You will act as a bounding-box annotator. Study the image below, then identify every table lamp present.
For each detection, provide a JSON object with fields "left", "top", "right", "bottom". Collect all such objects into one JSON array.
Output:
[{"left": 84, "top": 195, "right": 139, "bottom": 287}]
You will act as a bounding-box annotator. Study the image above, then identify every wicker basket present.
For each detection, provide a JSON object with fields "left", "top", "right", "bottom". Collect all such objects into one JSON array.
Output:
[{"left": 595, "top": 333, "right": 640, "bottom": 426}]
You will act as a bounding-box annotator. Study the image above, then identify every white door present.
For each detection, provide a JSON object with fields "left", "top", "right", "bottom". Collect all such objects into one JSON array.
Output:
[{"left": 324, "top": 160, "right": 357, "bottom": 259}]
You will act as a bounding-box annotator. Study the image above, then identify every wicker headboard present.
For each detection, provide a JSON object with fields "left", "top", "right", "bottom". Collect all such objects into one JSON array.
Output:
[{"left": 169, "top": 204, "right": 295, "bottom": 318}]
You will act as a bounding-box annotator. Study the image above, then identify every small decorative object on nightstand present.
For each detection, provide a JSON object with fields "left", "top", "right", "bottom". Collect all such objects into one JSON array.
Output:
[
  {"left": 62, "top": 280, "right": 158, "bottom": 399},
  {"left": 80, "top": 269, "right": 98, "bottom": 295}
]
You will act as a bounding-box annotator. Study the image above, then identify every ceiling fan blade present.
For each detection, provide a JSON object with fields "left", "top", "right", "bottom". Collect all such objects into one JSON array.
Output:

───

Please write out the records again, replacing "JSON array" with "JSON list" wherever it occurs and changing nothing else.

SOLUTION FOR THIS PROBLEM:
You will act as a bounding-box annotator. Study the image below, then identify every table lamp present.
For each detection, provide a JSON object with fields "left", "top", "right", "bottom". Collect all such objects into one JSON list.
Output:
[{"left": 84, "top": 195, "right": 139, "bottom": 287}]
You will act as a bounding-box annotator. Study the image above, then identify every wicker basket present.
For each detection, provide a JSON object with fields "left", "top", "right", "bottom". Collect all such objects into one JSON list.
Output:
[{"left": 595, "top": 333, "right": 640, "bottom": 426}]
You will act as a bounding-box annotator. Study the image above, then identify every white door present.
For each detection, provide a JSON object with fields "left", "top", "right", "bottom". Collect all such objects into one JSON list.
Output:
[{"left": 324, "top": 160, "right": 357, "bottom": 259}]
You will act as a bounding-box annotator. Study the image above, then identify every wicker headboard present.
For each detection, provide a JSON object with fields "left", "top", "right", "bottom". Collect all such objects into one JSON list.
Output:
[{"left": 169, "top": 204, "right": 295, "bottom": 318}]
You will act as a bounding-box annotator. Study the image above, then identify every small decorative object on nightstand present.
For each detection, provide a JSON object with fields "left", "top", "right", "bottom". Collect all such objects into one JSON list.
Output:
[
  {"left": 62, "top": 280, "right": 158, "bottom": 399},
  {"left": 80, "top": 269, "right": 98, "bottom": 295}
]
You will act as a bounding-box annotator. Study the image above, then identify every ceiling fan blade present.
For each detection, provide a JSON object with fields "left", "top", "right", "bottom". Collect all such objects into one JSON list.
Output:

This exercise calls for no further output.